### WHAT IS REQUIRED
Find the line holding "Annotation pass 2 — re-examine this image for any rear" in the entries below. Give it again exactly, along with every line after it up to and including the line holding "Annotation pass 2 — re-examine this image for any large bushy".

### Items from a data source
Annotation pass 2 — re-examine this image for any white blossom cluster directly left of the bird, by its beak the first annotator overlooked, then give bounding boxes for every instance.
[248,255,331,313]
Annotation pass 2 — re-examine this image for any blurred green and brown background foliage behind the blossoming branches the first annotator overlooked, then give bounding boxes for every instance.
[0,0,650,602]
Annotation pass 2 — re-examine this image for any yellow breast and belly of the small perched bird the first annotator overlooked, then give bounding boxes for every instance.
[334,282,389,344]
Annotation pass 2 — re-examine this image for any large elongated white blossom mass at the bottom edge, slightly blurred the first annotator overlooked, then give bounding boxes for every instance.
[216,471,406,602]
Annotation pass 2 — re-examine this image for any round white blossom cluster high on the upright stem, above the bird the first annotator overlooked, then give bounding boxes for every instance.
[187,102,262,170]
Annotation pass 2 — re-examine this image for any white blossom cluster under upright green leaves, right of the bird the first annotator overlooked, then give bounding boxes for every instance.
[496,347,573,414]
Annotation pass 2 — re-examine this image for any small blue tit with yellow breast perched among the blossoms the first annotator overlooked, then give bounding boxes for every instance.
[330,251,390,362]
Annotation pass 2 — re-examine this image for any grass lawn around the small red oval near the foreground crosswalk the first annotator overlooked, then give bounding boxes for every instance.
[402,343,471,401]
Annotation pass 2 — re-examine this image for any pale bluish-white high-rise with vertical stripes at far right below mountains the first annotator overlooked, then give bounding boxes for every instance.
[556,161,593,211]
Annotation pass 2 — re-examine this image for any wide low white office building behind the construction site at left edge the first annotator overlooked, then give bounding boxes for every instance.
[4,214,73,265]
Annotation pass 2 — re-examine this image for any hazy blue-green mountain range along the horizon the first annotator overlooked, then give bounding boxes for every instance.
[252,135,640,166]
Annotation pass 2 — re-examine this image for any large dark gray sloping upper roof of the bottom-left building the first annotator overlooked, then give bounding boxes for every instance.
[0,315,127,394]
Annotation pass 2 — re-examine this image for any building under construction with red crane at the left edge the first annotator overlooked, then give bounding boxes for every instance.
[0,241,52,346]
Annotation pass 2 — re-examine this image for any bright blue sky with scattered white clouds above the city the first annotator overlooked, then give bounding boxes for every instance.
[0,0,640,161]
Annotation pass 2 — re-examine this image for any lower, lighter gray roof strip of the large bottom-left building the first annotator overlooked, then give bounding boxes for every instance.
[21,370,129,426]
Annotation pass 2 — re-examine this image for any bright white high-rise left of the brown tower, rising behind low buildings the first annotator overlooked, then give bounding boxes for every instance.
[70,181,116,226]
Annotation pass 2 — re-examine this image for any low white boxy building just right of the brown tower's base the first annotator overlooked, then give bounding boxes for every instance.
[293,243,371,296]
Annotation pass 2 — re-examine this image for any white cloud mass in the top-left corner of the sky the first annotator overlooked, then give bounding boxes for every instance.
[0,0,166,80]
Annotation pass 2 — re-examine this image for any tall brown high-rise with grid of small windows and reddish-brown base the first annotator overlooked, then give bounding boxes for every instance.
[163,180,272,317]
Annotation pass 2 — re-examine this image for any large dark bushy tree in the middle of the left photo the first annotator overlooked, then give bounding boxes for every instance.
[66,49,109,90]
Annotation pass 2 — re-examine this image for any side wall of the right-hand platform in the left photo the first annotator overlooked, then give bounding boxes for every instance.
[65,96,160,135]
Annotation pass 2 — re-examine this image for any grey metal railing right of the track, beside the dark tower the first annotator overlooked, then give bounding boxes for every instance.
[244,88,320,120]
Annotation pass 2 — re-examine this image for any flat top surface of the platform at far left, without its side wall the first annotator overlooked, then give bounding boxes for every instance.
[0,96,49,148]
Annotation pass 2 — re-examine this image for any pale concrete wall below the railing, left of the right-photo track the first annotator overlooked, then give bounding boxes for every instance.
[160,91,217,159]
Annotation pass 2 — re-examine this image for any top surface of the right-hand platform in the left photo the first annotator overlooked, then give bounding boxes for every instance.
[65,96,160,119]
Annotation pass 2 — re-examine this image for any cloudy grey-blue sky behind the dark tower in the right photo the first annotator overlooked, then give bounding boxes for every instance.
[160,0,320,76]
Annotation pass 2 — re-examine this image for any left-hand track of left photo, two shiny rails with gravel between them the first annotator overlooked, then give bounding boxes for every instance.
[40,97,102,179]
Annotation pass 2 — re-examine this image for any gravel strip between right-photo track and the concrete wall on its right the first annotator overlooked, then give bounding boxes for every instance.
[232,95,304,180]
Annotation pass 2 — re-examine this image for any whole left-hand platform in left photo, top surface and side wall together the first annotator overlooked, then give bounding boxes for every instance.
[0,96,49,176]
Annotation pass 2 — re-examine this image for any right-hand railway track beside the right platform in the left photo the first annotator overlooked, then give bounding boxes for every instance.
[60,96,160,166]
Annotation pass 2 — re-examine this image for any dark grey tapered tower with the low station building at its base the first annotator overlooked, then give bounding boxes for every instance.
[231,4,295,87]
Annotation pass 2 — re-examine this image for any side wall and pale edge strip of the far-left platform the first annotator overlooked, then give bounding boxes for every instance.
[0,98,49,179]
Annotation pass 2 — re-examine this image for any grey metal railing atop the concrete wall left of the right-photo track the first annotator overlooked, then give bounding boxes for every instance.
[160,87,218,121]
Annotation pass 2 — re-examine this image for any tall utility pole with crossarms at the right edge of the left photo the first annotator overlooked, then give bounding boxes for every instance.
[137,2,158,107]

* * *

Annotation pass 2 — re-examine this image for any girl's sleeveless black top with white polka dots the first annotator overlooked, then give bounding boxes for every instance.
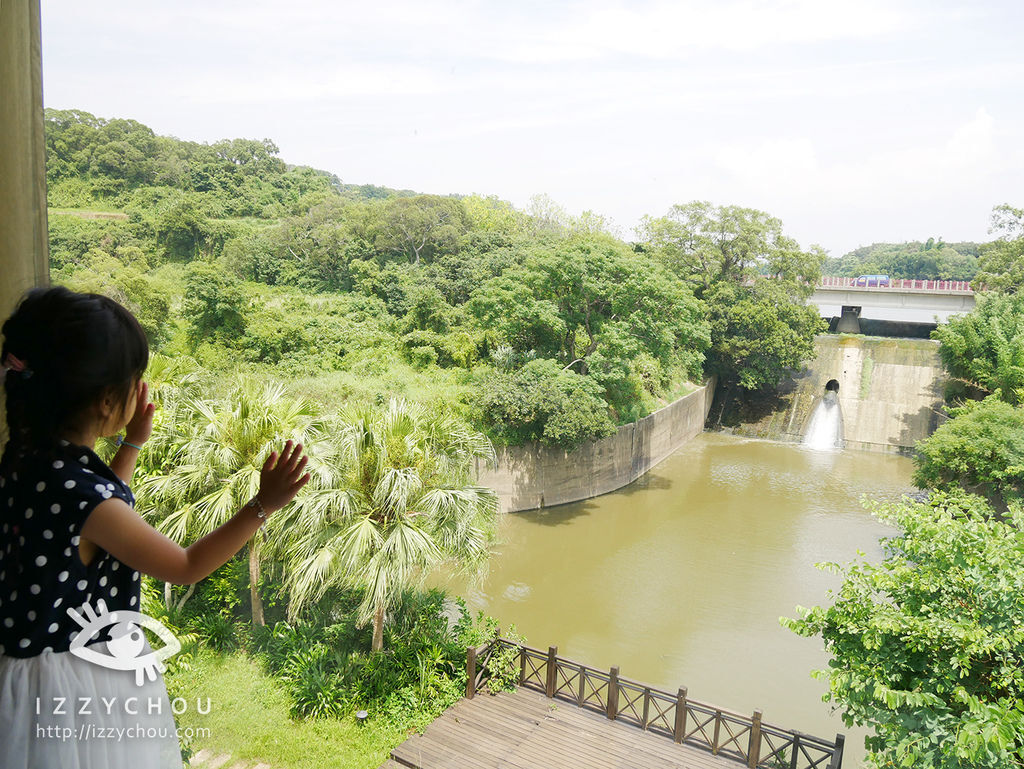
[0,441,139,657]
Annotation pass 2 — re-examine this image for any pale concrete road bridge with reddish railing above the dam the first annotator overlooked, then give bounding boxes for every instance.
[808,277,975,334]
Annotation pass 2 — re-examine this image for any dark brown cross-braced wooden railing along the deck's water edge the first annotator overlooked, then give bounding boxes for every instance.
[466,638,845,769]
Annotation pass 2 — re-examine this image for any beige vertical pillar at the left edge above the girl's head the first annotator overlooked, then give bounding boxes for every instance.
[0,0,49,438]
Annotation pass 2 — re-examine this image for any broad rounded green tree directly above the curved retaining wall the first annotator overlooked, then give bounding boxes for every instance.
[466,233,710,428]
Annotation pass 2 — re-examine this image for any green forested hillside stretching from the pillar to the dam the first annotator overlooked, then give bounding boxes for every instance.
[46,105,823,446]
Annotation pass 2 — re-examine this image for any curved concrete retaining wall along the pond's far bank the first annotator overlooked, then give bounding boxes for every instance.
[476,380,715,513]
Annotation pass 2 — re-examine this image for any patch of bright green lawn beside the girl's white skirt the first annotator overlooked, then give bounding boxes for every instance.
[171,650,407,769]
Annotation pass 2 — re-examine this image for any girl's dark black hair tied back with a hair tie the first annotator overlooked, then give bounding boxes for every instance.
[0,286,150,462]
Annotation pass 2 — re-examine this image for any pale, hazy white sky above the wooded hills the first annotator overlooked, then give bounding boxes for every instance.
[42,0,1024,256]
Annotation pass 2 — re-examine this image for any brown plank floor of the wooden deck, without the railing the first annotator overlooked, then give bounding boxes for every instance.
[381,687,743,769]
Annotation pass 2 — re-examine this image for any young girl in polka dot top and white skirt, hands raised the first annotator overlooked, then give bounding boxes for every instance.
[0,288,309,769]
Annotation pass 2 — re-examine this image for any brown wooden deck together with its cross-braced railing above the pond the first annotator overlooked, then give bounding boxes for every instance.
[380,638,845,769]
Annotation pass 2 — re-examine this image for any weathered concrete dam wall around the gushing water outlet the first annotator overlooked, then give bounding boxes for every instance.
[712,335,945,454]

--

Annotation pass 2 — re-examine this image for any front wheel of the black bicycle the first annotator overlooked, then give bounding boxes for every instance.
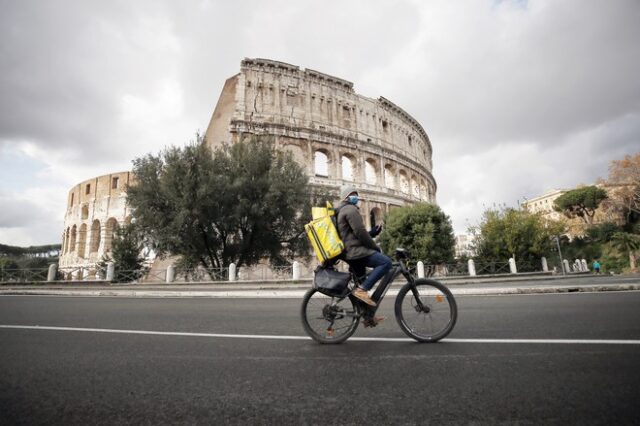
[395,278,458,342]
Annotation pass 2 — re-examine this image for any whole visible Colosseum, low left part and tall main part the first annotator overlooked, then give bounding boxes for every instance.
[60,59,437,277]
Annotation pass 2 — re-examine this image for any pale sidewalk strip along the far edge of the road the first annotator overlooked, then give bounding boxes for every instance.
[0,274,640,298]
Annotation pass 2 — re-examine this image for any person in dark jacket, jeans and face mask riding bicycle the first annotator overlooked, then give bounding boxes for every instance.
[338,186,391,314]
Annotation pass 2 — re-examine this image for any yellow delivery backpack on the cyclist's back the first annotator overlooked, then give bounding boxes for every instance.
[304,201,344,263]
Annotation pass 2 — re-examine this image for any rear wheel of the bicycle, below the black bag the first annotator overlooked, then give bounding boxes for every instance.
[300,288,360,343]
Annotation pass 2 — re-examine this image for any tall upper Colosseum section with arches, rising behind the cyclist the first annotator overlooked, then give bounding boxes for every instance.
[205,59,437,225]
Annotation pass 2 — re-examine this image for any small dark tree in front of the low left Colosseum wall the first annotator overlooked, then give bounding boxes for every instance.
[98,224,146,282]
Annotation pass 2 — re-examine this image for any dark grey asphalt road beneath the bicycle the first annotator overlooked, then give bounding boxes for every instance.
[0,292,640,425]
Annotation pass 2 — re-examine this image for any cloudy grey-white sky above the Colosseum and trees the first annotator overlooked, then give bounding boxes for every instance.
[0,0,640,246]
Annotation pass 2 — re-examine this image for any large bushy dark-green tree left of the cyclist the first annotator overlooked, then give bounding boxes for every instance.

### EXPECTED ANSWER
Annotation pass 2 — re-examine this image for any rear wheel of the bicycle, below the black bag the first annotator overlooked, then give bounding boxes for every instance.
[300,288,360,343]
Annotation pass 2 — re-examine this image for any tall upper Colosseum section with arches, rising behind the cyclist the first annotator overlooked, then give bounding boxes for every instance.
[205,59,437,225]
Annotation pass 2 — re-examine this image for any small dark tree in front of the low left Colosseum wall the first annotator overlooked, then give bounding boxes for every instance.
[98,224,146,282]
Annotation pass 2 — re-examine this image for any dark grey asphalt road beneath the bicycle the first annotator overlooked, then give bounding boxes for every instance.
[0,292,640,425]
Annotation pass 2 — re-examine this image for any cloudy grey-white sky above the Colosseum and trees the first annotator overlooked, then give bounding boxes for every instance.
[0,0,640,246]
Annotation pass 2 — re-examine this image for any large bushy dark-green tree left of the cyclist the first annotator overlooked, then give bounding boxes for every instance.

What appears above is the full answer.